----- Page

In an update on an old story, an investment banker asks the client to pay by placing one penny on the first square of a chessboard, two pennies on the second square, four on the third, doubling the number on each square that follows. If the banker had asked for this on only the white squares, the initial penny would double thirty-one times to $21,474,836 on the last square. Using both the black and the white squares, the sum on the last square is $92,233,720,368,547,758.
People are reasonably good at estimating how things add up, but for compounding, which involved repeated multiplication, we fail to appreciate how quickly things grow. As a result, we often lose sight of how important even small changes in the average rate of growth can be. For an investment banker, the choice between a payment that doubles with every square on the chessboard and one that doubles with every other square is more important than any other part of the contract. Who cares whether the payment is in pennies, pounds, or pesos? For a nation, the choices that determine whether income doubles in one generation or two dwarf all other economic policy concerns.
Growth in Income per Capita
A rough guide to the doubling time for any rate of growth is to divide it into 70. For example, if something grows at 7% per year, you can infer that it doubles every 10 years because 70 / 7 = 10. If it grows at 3.5% per year, it takes 20 years to double. Taking twice as long to double may not sound so bad, but remember the difference between using just the white squares or all the squares on the chessboard. Or consider what happens over the course of a century. A doubling time of 20 years means doubling 5 times in a century, which produces an increase by a factor of 32. Doubling 10 times produces an increase by a factor of 1024.

----------

__To be done__
A: List every currency unit that the compounding passage names in words.
B: Rewrite part of the compounding passage, starting at the words "People are reasonably" and ending after "economic policy concerns.", with "generation" changed to "decade".
The data that follow are separate material, unrelated to the compounding passage.

----- Dataset section

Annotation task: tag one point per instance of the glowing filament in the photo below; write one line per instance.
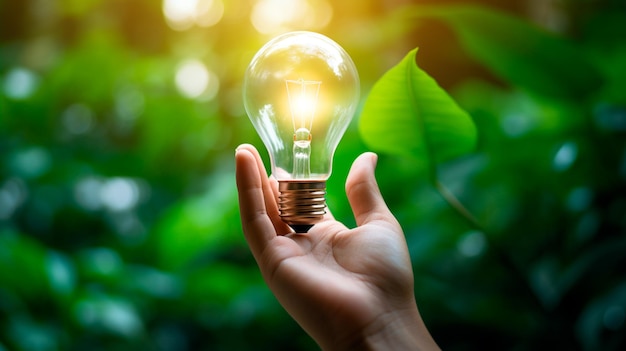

----------

__Final results__
A: pennies (penny), pounds, pesos

B:
People are reasonably good at estimating how things add up, but for compounding, which involved repeated multiplication, we fail to appreciate how quickly things grow. As a result, we often lose sight of how important even small changes in the average rate of growth can be. For an investment banker, the choice between a payment that doubles with every square on the chessboard and one that doubles with every other square is more important than any other part of the contract. Who cares whether the payment is in pennies, pounds, or pesos? For a nation, the choices that determine whether income doubles in one decade or two dwarf all other economic policy concerns.